[What needs to be done]
Tally the lines below that contain the string "bucket", and give only the count.

[Record set]
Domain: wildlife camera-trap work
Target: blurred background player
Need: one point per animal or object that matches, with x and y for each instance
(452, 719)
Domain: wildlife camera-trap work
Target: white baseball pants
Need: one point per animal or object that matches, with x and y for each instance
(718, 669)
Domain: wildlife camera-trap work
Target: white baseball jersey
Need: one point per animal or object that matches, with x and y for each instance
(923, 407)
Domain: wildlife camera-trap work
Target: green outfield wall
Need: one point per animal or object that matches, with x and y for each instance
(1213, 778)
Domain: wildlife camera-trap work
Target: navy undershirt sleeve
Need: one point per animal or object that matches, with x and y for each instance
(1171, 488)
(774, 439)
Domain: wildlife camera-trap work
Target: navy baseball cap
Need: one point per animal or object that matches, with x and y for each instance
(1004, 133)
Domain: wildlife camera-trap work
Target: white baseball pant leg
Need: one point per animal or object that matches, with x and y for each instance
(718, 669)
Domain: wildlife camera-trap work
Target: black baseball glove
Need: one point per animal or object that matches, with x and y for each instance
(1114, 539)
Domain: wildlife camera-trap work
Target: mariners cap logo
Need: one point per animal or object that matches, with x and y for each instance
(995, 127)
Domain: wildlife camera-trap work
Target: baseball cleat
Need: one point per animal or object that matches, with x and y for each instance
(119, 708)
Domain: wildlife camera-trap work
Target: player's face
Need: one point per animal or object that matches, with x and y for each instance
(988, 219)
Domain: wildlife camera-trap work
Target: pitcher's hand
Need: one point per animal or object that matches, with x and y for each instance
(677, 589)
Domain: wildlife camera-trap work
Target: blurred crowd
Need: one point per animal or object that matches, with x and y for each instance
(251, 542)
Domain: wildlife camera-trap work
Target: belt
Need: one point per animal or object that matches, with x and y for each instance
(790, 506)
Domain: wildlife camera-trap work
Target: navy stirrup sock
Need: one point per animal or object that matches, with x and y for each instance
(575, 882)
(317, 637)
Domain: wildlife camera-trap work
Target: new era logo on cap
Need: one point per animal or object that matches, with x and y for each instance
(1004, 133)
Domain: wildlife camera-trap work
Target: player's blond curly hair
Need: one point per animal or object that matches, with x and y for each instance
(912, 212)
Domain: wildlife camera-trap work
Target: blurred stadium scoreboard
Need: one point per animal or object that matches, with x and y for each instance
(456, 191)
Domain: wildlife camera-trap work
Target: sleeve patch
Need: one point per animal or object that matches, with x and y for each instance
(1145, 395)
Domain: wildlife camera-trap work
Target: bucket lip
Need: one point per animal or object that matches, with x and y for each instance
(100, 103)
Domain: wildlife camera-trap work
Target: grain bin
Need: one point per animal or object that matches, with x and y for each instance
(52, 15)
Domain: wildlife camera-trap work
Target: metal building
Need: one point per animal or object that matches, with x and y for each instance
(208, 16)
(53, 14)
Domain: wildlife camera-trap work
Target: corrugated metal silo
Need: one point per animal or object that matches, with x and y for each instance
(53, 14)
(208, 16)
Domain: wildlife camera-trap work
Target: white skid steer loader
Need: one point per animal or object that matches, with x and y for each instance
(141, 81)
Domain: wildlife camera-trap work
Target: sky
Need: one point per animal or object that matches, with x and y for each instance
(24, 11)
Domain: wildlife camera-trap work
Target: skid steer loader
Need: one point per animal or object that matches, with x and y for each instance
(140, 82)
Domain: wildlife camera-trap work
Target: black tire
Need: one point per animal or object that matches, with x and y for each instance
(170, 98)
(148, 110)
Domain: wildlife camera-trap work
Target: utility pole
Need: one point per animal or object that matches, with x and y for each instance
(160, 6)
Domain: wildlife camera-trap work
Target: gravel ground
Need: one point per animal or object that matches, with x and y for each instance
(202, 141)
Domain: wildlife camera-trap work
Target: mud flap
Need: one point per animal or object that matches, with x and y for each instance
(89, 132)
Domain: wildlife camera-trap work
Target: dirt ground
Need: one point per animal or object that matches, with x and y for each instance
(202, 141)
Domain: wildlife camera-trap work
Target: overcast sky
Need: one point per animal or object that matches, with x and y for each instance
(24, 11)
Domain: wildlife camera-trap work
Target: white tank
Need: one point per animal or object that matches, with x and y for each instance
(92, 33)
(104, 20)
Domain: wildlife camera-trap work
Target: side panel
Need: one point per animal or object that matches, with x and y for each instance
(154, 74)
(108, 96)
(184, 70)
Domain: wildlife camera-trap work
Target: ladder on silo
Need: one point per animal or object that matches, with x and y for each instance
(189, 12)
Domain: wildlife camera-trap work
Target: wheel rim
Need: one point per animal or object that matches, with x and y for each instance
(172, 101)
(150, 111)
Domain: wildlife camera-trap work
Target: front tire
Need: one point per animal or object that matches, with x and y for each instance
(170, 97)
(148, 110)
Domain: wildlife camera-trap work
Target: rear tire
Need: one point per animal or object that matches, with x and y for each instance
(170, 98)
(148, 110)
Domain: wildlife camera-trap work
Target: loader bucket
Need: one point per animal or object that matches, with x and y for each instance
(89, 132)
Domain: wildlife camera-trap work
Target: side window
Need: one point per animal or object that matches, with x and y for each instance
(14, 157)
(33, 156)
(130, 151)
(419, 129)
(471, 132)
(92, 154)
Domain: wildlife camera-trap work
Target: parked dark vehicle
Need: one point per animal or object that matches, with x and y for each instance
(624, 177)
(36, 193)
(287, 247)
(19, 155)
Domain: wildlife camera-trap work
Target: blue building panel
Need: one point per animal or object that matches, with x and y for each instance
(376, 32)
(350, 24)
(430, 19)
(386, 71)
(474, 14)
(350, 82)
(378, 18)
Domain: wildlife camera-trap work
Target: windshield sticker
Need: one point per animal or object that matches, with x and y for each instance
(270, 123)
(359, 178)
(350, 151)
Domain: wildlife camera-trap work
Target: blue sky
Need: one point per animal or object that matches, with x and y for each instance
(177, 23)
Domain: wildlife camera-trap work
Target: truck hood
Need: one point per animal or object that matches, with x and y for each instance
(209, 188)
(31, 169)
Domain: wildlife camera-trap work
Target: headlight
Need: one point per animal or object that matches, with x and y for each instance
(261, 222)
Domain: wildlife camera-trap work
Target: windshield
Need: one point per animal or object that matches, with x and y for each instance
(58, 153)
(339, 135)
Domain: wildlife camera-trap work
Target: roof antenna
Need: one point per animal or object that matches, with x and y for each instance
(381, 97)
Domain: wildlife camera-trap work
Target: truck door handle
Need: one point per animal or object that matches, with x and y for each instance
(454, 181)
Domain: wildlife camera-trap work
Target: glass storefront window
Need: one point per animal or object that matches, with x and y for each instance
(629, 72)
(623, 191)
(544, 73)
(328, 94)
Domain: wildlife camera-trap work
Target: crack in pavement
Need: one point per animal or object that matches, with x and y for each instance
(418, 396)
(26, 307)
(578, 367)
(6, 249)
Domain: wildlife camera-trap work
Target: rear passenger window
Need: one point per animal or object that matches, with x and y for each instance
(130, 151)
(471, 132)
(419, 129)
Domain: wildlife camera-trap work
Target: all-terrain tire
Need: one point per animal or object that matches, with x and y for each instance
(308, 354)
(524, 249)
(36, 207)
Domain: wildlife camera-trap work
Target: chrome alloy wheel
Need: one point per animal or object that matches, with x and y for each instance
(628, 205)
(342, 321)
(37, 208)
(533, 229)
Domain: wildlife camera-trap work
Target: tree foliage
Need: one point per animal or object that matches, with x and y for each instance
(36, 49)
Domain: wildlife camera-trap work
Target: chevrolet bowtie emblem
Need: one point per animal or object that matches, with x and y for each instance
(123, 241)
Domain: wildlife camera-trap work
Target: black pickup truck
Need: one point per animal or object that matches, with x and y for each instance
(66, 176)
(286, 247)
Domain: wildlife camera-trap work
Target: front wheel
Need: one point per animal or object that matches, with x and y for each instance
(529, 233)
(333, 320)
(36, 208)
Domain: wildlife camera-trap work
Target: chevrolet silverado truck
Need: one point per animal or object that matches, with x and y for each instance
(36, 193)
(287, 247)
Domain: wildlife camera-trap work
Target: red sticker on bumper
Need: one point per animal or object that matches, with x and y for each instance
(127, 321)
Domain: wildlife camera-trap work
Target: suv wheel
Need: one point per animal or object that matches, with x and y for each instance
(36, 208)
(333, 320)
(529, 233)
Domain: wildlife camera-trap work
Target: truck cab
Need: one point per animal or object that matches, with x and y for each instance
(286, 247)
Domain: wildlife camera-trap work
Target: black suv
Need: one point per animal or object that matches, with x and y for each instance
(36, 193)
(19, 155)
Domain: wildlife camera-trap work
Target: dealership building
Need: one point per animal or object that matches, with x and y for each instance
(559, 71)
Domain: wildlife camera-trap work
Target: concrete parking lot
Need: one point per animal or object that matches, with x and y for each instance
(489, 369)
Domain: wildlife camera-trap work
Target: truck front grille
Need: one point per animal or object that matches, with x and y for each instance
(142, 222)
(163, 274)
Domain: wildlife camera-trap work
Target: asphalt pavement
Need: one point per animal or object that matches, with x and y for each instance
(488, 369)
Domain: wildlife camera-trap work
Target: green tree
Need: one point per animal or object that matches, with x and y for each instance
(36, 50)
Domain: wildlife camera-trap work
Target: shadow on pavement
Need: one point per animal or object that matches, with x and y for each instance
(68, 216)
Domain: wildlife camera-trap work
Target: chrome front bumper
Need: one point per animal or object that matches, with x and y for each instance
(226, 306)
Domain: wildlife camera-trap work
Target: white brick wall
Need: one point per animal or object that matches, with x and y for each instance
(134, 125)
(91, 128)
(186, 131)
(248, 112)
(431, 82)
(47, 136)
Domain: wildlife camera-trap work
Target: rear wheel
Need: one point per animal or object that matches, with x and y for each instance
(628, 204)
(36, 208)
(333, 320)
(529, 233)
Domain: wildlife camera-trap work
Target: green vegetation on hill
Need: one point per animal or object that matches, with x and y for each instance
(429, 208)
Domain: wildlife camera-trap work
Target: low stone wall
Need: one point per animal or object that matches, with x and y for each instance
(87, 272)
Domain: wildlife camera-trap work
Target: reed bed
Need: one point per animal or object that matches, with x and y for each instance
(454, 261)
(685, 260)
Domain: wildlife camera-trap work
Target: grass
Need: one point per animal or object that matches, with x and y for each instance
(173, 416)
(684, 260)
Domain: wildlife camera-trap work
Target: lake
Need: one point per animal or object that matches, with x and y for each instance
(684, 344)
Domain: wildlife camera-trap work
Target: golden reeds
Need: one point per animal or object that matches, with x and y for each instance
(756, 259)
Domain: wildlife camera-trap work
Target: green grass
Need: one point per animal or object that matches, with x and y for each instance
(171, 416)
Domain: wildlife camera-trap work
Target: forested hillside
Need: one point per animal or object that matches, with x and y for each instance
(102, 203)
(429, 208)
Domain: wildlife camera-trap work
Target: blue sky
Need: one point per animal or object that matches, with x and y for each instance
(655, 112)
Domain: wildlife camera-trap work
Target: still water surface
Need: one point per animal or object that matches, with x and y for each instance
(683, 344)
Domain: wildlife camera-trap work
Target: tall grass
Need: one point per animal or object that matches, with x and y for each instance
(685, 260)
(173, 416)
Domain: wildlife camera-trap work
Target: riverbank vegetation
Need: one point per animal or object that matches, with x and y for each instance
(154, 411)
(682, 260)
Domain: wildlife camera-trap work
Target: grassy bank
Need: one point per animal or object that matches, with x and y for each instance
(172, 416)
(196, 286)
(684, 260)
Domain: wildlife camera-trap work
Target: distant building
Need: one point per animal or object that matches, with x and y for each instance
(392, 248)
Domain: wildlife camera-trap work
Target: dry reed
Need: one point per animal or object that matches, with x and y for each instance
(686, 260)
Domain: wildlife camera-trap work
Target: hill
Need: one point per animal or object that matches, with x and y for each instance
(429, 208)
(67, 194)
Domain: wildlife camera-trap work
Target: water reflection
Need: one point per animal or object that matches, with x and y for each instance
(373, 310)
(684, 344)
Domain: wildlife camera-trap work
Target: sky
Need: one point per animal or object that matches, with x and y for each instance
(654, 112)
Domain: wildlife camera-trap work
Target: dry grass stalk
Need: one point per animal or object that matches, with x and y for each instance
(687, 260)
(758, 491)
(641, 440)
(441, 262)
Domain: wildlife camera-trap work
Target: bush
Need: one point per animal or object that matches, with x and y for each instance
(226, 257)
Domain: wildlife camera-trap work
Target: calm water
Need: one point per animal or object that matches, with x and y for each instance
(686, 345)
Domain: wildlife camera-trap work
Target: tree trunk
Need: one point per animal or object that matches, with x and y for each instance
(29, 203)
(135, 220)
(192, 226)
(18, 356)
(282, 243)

[Output of the task]
2